*TESTO FORNITO*.
Quello che però continua a lasciare perplessi è il contesto del ritrovamento: una borsa abbandonata in piena campagna, con abiti perfettamente riconoscibili ma visibilmente sporchi. Non erano stracci, ma indumenti firmati, e nessuno — né allora né in seguito — li ha mai reclamati. Nessun negozio ha denunciato un furto, nessun residente li ha identificati come propri, e nessuna prova ha portato a risalire a chi li avesse gettati. Il gesto rimane inspiegabile: perché disfarsi di vestiti costosi, e perché proprio in quel luogo?

Negli anni, questo episodio è rimasto ai margini della narrazione ufficiale, liquidato come una coincidenza. Ma con l’attuale riapertura dell’indagine, che ha riportato alla luce anche altre piste finora considerate secondarie, alcuni osservatori si chiedono se non sia il caso di tornare su quel dettaglio con un approccio diverso. Anche perché la nuova inchiesta sembra voler ricostruire con più attenzione i movimenti intorno alla villetta di via Pascoli e all’intera area circostante nelle ore e nei giorni successivi al delitto.
Il mistero della borsa resta quindi aperto. E forse, con le tecnologie odierne e con un’attenzione mediatica rinnovata, potrebbe finalmente trovare una spiegazione. Perché in un’indagine come quella di Garlasco, ogni dettaglio — anche il più marginale — potrebbe rappresentare il tassello decisivo.

[Righe di punti etichettati]
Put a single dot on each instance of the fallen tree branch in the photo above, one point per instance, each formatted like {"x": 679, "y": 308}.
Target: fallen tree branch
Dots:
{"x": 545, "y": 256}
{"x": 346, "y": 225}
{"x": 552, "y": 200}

*COMPITI DA SVOLGERE*.
A. Rispondi a queste domande sul testo fornito:
(i) In che luogo era stata abbandonata la borsa?
(ii) In quale via si trova la villetta menzionata?
(iii) Come è stato liquidato l'episodio negli anni?
B. Copia senza alcuna modifica tutte le righe di punti etichettati, una dopo l'altra.

*RISPOSTE PER COMPITO*.
A.
(i) In piena campagna.
(ii) In via Pascoli.
(iii) Come una coincidenza.

B.
Put a single dot on each instance of the fallen tree branch in the photo above, one point per instance, each formatted like {"x": 679, "y": 308}.
Target: fallen tree branch
Dots:
{"x": 545, "y": 256}
{"x": 346, "y": 225}
{"x": 552, "y": 200}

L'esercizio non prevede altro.